[Start of Data extract]

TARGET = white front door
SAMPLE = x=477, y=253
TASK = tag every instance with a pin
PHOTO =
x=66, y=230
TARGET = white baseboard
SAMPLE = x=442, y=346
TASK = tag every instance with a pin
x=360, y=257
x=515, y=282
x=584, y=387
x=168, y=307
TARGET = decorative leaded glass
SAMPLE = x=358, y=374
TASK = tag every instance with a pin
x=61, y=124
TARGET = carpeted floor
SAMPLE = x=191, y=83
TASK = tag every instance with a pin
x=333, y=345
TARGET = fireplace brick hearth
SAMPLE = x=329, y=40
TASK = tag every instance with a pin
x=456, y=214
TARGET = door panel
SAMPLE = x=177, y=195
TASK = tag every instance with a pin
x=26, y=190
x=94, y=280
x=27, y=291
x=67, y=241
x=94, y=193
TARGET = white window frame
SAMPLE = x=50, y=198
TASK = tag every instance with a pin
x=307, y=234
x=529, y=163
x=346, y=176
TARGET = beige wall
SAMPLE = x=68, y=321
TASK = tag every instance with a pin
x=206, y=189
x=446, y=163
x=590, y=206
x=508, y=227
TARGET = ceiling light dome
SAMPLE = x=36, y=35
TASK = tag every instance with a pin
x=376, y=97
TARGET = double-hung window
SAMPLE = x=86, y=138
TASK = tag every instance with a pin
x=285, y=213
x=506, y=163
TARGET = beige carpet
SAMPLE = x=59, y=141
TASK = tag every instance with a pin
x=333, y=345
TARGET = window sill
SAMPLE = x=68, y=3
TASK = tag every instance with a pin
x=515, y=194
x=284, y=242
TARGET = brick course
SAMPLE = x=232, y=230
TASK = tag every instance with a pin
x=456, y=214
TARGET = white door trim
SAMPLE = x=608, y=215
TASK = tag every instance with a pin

[End of Data extract]

• Directions
Please lay out all the material above as a Markdown table with two columns, Row and Line, numbering each row and leaving out blank lines.

• Response to this task
| Row | Line |
|---|---|
| 1 | TARGET = white front door |
| 2 | SAMPLE = x=477, y=253 |
| 3 | TASK = tag every instance with a pin |
| 4 | PHOTO = |
| 5 | x=66, y=230 |
| 6 | TARGET = white baseboard |
| 7 | SAMPLE = x=442, y=346 |
| 8 | TASK = tag every instance with a pin |
| 9 | x=360, y=257 |
| 10 | x=515, y=282 |
| 11 | x=584, y=387 |
| 12 | x=168, y=307 |
| 13 | TARGET = decorative leaded glass |
| 14 | SAMPLE = x=358, y=374 |
| 15 | TASK = tag every instance with a pin |
| 16 | x=61, y=124 |
| 17 | TARGET = carpeted floor |
| 18 | SAMPLE = x=191, y=83 |
| 19 | TASK = tag every instance with a pin |
| 20 | x=333, y=345 |
| 21 | TARGET = fireplace brick hearth |
| 22 | SAMPLE = x=329, y=40 |
| 23 | TASK = tag every instance with a pin |
| 24 | x=456, y=214 |
| 25 | TARGET = door panel |
| 26 | SAMPLE = x=177, y=195 |
| 27 | TASK = tag every instance with a pin |
| 28 | x=26, y=190 |
| 29 | x=94, y=280 |
| 30 | x=27, y=291 |
| 31 | x=67, y=241 |
| 32 | x=94, y=193 |
| 33 | TARGET = white window frame |
| 34 | SAMPLE = x=50, y=198 |
| 35 | TASK = tag every instance with a pin |
| 36 | x=307, y=234 |
| 37 | x=529, y=163 |
| 38 | x=346, y=176 |
| 39 | TARGET = beige wall |
| 40 | SAMPLE = x=68, y=321 |
| 41 | TASK = tag every instance with a pin |
| 42 | x=206, y=189 |
| 43 | x=446, y=163 |
| 44 | x=590, y=206 |
| 45 | x=508, y=227 |
| 46 | TARGET = ceiling light dome |
| 47 | SAMPLE = x=36, y=35 |
| 48 | TASK = tag every instance with a pin |
| 49 | x=376, y=97 |
| 50 | TARGET = double-hung window |
| 51 | SAMPLE = x=86, y=138 |
| 52 | TASK = tag every instance with a pin |
| 53 | x=285, y=213 |
| 54 | x=506, y=163 |
| 55 | TARGET = beige carpet |
| 56 | SAMPLE = x=59, y=141 |
| 57 | TASK = tag every instance with a pin |
| 58 | x=333, y=345 |
| 59 | TARGET = window sill |
| 60 | SAMPLE = x=68, y=3 |
| 61 | TASK = tag every instance with a pin |
| 62 | x=515, y=194 |
| 63 | x=284, y=242 |
| 64 | TARGET = brick course |
| 65 | SAMPLE = x=232, y=230 |
| 66 | TASK = tag every instance with a pin |
| 67 | x=456, y=214 |
| 68 | TARGET = white door trim |
| 69 | SAMPLE = x=608, y=215 |
| 70 | TASK = tag every instance with a pin |